### DIRECTIVES
1/ From the newsletter below, write out the passage that begins at the words "Surrender as Pathway." and stops after the words "art is for me!".
2/ Render this sentence from the newsletter below into Spanish: "The more I open myself up, the more my dreams come in."
3/ Proceed with the newsletter below, writing on from its final line, "The Body distills truth."

### READING TEXT
------------------------------
So I can take you
across, if you want. But the secret is to go
everywhere by going nowhere.
~ Mark Nepo, The Great Waters
Because Human-ing is harder than Adulting. This is a weekly publication for heart-centered warriors, swimming through this thing called Life.
Selected Readings:
Angel, Angela Jackson
Angels, Mary Oliver
The Great Waters, Mark Nepo
Dear Embodied Hearts and Dancing Souls,
Please read this extraordinary find of a poem by Angela Jackson above. The writing reminded me of my beloved Color Purple. And look at these books to celebrate: Consolations II by David Whyte (my excitement is stoked by this excerpt called Body) and Half-Life of Angels by Mark Nepo (I missed when this came out last year)
The Body distills Truth. Yesterday in one of my IP development containers, I shared that my spirit felt listless. When it was the leader’s turn to notice, she said, “You know Monisha, I heard list less.” Oh our Trish Watts is a wise one. Spot on. Instantly, I heard the truth in that statement and began to grin.
Surrender as Pathway. I am beginning to “get” the wisdom in that strange humility I wrote about last week. It’s a matter of re-arranging some inner pieces. Resistances I had erected that show up as blocks in my body making me less open and available. Breathing through the blocks. The more I open myself up, the more my dreams come in. Two weeks after the precipe of disaster where I quickly surrendered, I am now looking at the website in development like a vista on the horizon. I can’t believe this piece of digital art is for me!
Even as I find air under my wings, I am entering what has the potential to be one of the most painful periods of my life. I am reminded of the line from the poem I shared by Francess Patchett a few weeks back: I waited my whole life, but not for this.
I waited my whole life. But not for this. ~ Francess Patchett
Here is a short, incomplete glimpse into my current landscape (its a poem):
The Body distills truth.
------------------------------
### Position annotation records
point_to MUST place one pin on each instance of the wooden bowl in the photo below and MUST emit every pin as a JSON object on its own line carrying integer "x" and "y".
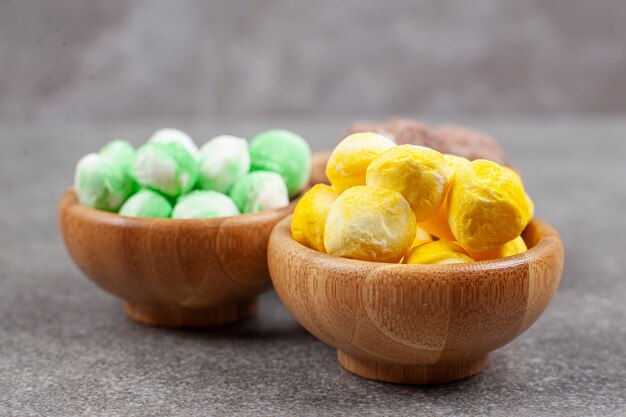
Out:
{"x": 418, "y": 324}
{"x": 171, "y": 272}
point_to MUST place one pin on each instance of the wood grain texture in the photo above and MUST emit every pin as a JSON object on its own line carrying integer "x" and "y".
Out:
{"x": 173, "y": 272}
{"x": 416, "y": 323}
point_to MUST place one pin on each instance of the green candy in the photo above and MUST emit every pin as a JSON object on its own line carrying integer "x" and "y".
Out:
{"x": 147, "y": 203}
{"x": 166, "y": 167}
{"x": 119, "y": 152}
{"x": 100, "y": 184}
{"x": 223, "y": 160}
{"x": 170, "y": 135}
{"x": 285, "y": 153}
{"x": 258, "y": 191}
{"x": 204, "y": 204}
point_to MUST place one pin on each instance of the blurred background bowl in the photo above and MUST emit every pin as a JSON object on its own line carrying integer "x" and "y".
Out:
{"x": 173, "y": 272}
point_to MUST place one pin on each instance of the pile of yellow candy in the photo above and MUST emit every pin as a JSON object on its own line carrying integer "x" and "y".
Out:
{"x": 412, "y": 204}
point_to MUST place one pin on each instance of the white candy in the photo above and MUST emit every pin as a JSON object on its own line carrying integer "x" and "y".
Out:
{"x": 204, "y": 204}
{"x": 169, "y": 135}
{"x": 223, "y": 160}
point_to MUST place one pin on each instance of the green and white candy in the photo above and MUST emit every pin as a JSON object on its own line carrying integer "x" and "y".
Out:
{"x": 223, "y": 160}
{"x": 147, "y": 203}
{"x": 258, "y": 191}
{"x": 204, "y": 204}
{"x": 285, "y": 153}
{"x": 169, "y": 135}
{"x": 101, "y": 184}
{"x": 119, "y": 152}
{"x": 166, "y": 167}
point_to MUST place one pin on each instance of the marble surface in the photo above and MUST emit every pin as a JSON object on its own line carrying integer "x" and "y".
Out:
{"x": 67, "y": 349}
{"x": 124, "y": 60}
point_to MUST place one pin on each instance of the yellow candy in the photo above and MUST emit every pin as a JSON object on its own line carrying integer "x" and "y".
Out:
{"x": 348, "y": 162}
{"x": 437, "y": 252}
{"x": 487, "y": 206}
{"x": 370, "y": 224}
{"x": 309, "y": 217}
{"x": 531, "y": 206}
{"x": 421, "y": 236}
{"x": 437, "y": 225}
{"x": 511, "y": 248}
{"x": 420, "y": 174}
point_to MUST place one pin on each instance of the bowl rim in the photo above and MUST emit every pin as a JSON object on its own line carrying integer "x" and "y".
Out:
{"x": 69, "y": 202}
{"x": 549, "y": 242}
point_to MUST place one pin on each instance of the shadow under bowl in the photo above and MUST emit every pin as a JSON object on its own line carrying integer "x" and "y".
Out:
{"x": 173, "y": 272}
{"x": 418, "y": 324}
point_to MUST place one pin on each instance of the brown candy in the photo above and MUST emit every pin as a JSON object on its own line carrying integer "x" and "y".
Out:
{"x": 449, "y": 138}
{"x": 405, "y": 131}
{"x": 470, "y": 143}
{"x": 361, "y": 126}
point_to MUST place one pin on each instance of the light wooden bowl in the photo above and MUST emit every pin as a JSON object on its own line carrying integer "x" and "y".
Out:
{"x": 418, "y": 324}
{"x": 170, "y": 272}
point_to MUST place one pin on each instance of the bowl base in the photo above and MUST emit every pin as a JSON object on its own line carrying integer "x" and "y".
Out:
{"x": 411, "y": 374}
{"x": 176, "y": 316}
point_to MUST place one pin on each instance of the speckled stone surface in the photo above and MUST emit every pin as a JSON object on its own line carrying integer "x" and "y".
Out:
{"x": 67, "y": 349}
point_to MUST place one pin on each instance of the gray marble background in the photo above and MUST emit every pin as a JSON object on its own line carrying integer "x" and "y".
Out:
{"x": 106, "y": 62}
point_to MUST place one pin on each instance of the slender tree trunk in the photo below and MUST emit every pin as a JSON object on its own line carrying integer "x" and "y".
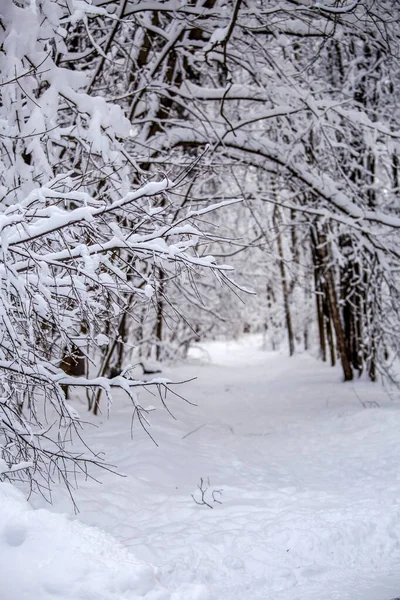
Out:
{"x": 285, "y": 289}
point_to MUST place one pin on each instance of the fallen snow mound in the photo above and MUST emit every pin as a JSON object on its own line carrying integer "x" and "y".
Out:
{"x": 45, "y": 556}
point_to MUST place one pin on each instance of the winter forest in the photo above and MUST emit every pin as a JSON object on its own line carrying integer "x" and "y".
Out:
{"x": 199, "y": 299}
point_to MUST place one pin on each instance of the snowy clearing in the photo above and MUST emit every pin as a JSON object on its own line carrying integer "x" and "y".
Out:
{"x": 309, "y": 469}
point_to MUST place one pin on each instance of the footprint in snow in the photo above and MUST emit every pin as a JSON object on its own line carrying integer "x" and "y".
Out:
{"x": 14, "y": 534}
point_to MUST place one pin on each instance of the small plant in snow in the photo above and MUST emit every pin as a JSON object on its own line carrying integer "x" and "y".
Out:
{"x": 206, "y": 496}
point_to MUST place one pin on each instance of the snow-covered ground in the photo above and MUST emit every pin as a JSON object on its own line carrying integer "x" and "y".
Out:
{"x": 310, "y": 507}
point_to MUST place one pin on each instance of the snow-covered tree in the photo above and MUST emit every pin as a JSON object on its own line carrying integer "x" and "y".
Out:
{"x": 83, "y": 242}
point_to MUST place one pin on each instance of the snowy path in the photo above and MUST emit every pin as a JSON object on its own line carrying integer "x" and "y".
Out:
{"x": 310, "y": 477}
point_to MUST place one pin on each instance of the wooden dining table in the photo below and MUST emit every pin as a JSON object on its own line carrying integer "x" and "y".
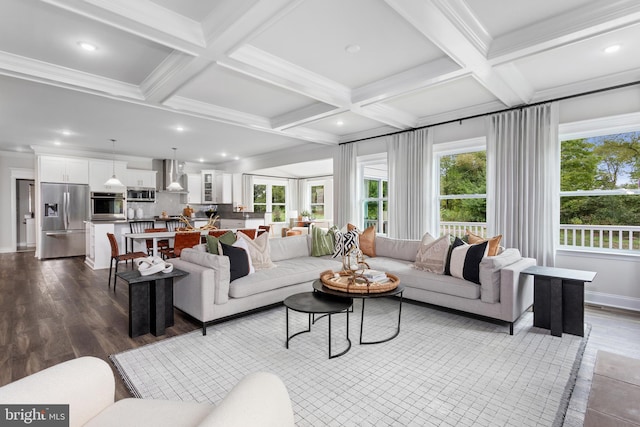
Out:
{"x": 156, "y": 236}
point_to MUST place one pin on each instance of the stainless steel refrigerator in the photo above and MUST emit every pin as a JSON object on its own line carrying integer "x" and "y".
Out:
{"x": 65, "y": 208}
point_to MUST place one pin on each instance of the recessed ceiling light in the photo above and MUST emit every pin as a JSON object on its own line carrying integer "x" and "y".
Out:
{"x": 612, "y": 48}
{"x": 88, "y": 46}
{"x": 352, "y": 49}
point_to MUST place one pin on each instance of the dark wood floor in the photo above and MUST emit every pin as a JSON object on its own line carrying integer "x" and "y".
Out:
{"x": 56, "y": 310}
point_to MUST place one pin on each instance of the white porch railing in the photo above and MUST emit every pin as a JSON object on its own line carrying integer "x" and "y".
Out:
{"x": 618, "y": 237}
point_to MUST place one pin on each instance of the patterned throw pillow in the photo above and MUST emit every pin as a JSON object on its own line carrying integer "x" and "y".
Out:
{"x": 465, "y": 261}
{"x": 345, "y": 241}
{"x": 322, "y": 243}
{"x": 258, "y": 250}
{"x": 432, "y": 256}
{"x": 227, "y": 238}
{"x": 494, "y": 242}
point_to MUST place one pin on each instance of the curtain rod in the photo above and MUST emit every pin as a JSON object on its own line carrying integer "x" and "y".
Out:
{"x": 517, "y": 107}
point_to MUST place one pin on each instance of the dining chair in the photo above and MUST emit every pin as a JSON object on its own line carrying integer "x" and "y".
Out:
{"x": 183, "y": 239}
{"x": 138, "y": 227}
{"x": 162, "y": 244}
{"x": 117, "y": 257}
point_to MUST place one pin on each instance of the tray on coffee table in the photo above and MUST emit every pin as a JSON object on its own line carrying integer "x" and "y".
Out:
{"x": 341, "y": 281}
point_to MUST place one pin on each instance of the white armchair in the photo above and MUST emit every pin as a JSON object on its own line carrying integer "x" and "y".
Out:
{"x": 88, "y": 386}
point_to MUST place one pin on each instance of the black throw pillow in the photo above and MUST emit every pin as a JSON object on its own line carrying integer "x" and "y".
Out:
{"x": 447, "y": 266}
{"x": 238, "y": 259}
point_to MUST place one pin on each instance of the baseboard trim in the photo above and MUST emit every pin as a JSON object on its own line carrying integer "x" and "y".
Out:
{"x": 610, "y": 300}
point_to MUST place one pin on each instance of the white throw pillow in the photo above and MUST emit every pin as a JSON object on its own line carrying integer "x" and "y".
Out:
{"x": 242, "y": 243}
{"x": 432, "y": 254}
{"x": 258, "y": 250}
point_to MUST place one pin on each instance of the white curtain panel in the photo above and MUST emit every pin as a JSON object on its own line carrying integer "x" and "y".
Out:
{"x": 409, "y": 157}
{"x": 523, "y": 180}
{"x": 345, "y": 208}
{"x": 247, "y": 191}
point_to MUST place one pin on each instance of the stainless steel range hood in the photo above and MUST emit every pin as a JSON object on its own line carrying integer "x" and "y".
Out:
{"x": 163, "y": 177}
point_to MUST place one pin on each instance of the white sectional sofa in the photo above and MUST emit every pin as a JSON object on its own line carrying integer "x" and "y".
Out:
{"x": 207, "y": 295}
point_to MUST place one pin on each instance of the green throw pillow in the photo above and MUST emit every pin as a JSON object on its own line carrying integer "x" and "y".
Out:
{"x": 227, "y": 238}
{"x": 322, "y": 243}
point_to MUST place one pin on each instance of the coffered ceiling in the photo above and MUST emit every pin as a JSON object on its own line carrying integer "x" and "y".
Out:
{"x": 247, "y": 78}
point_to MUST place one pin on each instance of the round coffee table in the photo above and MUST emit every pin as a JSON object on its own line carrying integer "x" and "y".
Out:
{"x": 319, "y": 287}
{"x": 317, "y": 303}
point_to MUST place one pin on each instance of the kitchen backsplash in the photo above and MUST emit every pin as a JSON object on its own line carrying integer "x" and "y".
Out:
{"x": 170, "y": 202}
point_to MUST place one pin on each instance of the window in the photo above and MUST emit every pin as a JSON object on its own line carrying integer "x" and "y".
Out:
{"x": 462, "y": 195}
{"x": 600, "y": 192}
{"x": 317, "y": 201}
{"x": 270, "y": 196}
{"x": 375, "y": 204}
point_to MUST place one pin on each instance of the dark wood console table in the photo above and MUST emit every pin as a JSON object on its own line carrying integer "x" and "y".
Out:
{"x": 558, "y": 299}
{"x": 150, "y": 301}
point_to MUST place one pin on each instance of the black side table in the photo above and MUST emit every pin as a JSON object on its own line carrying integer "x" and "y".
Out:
{"x": 150, "y": 301}
{"x": 317, "y": 303}
{"x": 558, "y": 299}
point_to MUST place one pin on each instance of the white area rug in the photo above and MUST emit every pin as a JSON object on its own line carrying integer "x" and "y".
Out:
{"x": 444, "y": 369}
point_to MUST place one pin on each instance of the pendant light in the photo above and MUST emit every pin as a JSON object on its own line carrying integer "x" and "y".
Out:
{"x": 175, "y": 185}
{"x": 113, "y": 181}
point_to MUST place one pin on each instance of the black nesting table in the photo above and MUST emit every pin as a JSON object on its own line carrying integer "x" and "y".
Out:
{"x": 558, "y": 299}
{"x": 150, "y": 301}
{"x": 314, "y": 303}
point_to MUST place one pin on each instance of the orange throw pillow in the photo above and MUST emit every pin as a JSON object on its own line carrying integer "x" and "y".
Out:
{"x": 367, "y": 240}
{"x": 494, "y": 242}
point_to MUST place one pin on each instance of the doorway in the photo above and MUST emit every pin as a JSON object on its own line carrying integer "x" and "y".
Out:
{"x": 25, "y": 215}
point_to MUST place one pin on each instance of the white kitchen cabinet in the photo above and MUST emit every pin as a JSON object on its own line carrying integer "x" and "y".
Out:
{"x": 63, "y": 169}
{"x": 102, "y": 170}
{"x": 217, "y": 187}
{"x": 194, "y": 187}
{"x": 138, "y": 178}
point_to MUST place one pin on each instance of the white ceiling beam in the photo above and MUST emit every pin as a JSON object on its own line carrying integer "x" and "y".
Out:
{"x": 51, "y": 74}
{"x": 142, "y": 18}
{"x": 437, "y": 25}
{"x": 261, "y": 65}
{"x": 570, "y": 27}
{"x": 388, "y": 115}
{"x": 417, "y": 78}
{"x": 304, "y": 115}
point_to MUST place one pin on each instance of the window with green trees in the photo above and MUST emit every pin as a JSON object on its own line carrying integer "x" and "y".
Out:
{"x": 600, "y": 185}
{"x": 463, "y": 186}
{"x": 375, "y": 204}
{"x": 270, "y": 197}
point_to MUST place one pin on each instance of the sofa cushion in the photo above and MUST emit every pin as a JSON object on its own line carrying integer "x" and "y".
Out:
{"x": 321, "y": 242}
{"x": 367, "y": 241}
{"x": 410, "y": 276}
{"x": 238, "y": 261}
{"x": 288, "y": 272}
{"x": 258, "y": 250}
{"x": 397, "y": 248}
{"x": 465, "y": 261}
{"x": 432, "y": 256}
{"x": 289, "y": 247}
{"x": 490, "y": 267}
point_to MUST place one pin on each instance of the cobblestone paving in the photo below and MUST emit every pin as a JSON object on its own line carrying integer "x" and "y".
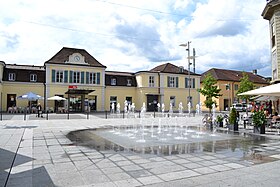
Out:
{"x": 38, "y": 153}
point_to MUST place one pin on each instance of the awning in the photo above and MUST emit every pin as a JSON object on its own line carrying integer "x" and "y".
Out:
{"x": 271, "y": 90}
{"x": 79, "y": 91}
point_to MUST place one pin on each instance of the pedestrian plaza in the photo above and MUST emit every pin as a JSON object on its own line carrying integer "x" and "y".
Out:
{"x": 39, "y": 152}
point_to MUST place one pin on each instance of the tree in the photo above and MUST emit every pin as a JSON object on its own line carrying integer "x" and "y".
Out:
{"x": 245, "y": 85}
{"x": 210, "y": 90}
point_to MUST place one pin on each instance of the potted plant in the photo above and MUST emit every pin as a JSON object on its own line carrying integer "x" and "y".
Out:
{"x": 220, "y": 120}
{"x": 259, "y": 121}
{"x": 233, "y": 119}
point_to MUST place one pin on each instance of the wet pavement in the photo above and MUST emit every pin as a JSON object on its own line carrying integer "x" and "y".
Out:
{"x": 39, "y": 153}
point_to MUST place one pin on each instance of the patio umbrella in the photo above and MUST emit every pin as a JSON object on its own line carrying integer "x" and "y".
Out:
{"x": 56, "y": 98}
{"x": 30, "y": 96}
{"x": 271, "y": 90}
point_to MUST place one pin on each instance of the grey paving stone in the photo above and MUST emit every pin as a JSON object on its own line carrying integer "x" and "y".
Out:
{"x": 178, "y": 175}
{"x": 139, "y": 173}
{"x": 127, "y": 183}
{"x": 111, "y": 170}
{"x": 204, "y": 170}
{"x": 150, "y": 180}
{"x": 119, "y": 176}
{"x": 131, "y": 168}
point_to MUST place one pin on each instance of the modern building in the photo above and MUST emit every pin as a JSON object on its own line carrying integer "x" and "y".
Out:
{"x": 77, "y": 76}
{"x": 271, "y": 12}
{"x": 229, "y": 81}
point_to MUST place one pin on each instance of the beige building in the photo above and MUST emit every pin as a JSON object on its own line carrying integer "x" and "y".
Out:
{"x": 271, "y": 12}
{"x": 77, "y": 76}
{"x": 229, "y": 81}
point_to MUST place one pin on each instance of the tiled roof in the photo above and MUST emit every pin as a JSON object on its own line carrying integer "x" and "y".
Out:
{"x": 232, "y": 75}
{"x": 25, "y": 67}
{"x": 63, "y": 55}
{"x": 118, "y": 73}
{"x": 170, "y": 68}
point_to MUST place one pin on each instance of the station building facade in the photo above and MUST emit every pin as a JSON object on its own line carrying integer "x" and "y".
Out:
{"x": 77, "y": 76}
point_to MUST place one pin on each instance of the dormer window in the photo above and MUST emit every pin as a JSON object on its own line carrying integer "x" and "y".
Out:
{"x": 129, "y": 81}
{"x": 113, "y": 81}
{"x": 12, "y": 76}
{"x": 33, "y": 78}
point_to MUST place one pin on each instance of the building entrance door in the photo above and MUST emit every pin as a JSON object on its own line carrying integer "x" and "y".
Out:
{"x": 152, "y": 101}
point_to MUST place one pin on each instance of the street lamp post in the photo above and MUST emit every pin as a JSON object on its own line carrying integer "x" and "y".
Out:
{"x": 189, "y": 68}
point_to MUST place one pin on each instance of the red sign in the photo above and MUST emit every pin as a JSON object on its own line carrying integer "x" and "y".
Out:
{"x": 72, "y": 87}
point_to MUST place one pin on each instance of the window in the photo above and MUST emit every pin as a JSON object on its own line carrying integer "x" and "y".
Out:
{"x": 172, "y": 82}
{"x": 190, "y": 82}
{"x": 12, "y": 76}
{"x": 189, "y": 99}
{"x": 92, "y": 78}
{"x": 172, "y": 100}
{"x": 151, "y": 81}
{"x": 33, "y": 77}
{"x": 113, "y": 81}
{"x": 76, "y": 77}
{"x": 59, "y": 76}
{"x": 129, "y": 81}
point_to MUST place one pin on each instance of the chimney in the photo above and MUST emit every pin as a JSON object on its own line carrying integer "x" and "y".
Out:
{"x": 181, "y": 69}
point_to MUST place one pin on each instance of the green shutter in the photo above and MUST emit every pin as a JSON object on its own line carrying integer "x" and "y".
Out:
{"x": 87, "y": 77}
{"x": 83, "y": 77}
{"x": 193, "y": 83}
{"x": 98, "y": 78}
{"x": 53, "y": 75}
{"x": 71, "y": 77}
{"x": 66, "y": 76}
{"x": 168, "y": 81}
------------------------------
### ANSWERS FOR THE TASKS
1/
Surrender as Pathway. I am beginning to “get” the wisdom in that strange humility I wrote about last week. It’s a matter of re-arranging some inner pieces. Resistances I had erected that show up as blocks in my body making me less open and available. Breathing through the blocks. The more I open myself up, the more my dreams come in. Two weeks after the precipe of disaster where I quickly surrendered, I am now looking at the website in development like a vista on the horizon. I can’t believe this piece of digital art is for me!

2/ Cuanto más me abro, más llegan mis sueños.

3/
Pain etches in stark
relief:
contours,
piercing shards,
shapes and points
in my body.
But where is the relief?
I’m still working out what I can or can’t change in the situation life is throwing at me. I kinda HATE this part of my humanity. I honestly do. I hate not having influence for the people I love the most. The only way out of this hell is to let Bigger forces than me come in and do their loving work, while I keep discerning what’s mine in the Bigger passion play. Here I call in all the Angels.
Letting Excitement Lead. Amidst the unease I wanted to find relief. Mid-week, I began feeling the rarest of energies (for me) in my body: genuine excitement. Can you believe it? Me, naturally excited? (not evaluating or second guessing?) This week it began to dawn on me that I could let my excitement lead me. I noticed my grant funds gave me an opportunity to record a promotional video. Instead of looking at the required actions as “to-dos” on a list, I could have fun with it.
The excitement built incrementally, like tiny stepping stones, as my husband and friends swooped in to support me in my most vulnerable area: my looks. Between the outfit, make-up techniques, and script, it took 11 women and 1 man to help me feel confident and secure. (Grateful!) By the night before, everything about my outfit felt both comfortable and zhuzhed up at the same time. I stepped into a studio literally called Hair Play for a simple buh effective blow-out. Then, I realized how excited I felt about speaking about my work! I love my script for this video: i loved practicing it, loved crafting it, and embodying it. (So watch out future audience!)
I had fun with shoot! The studio owner was so tuned in! Afterwards, he came up to ask, “what’s this play stuff?” Spontaneously I led him in a one hand dance and instantly he GOT what I had been saying. Here is my new professional identity emerging. I am seeing a distinct “me-ness” in it, distinct from the InterPlay. I use the forms to deep dive into somatic communications. That’s my jam.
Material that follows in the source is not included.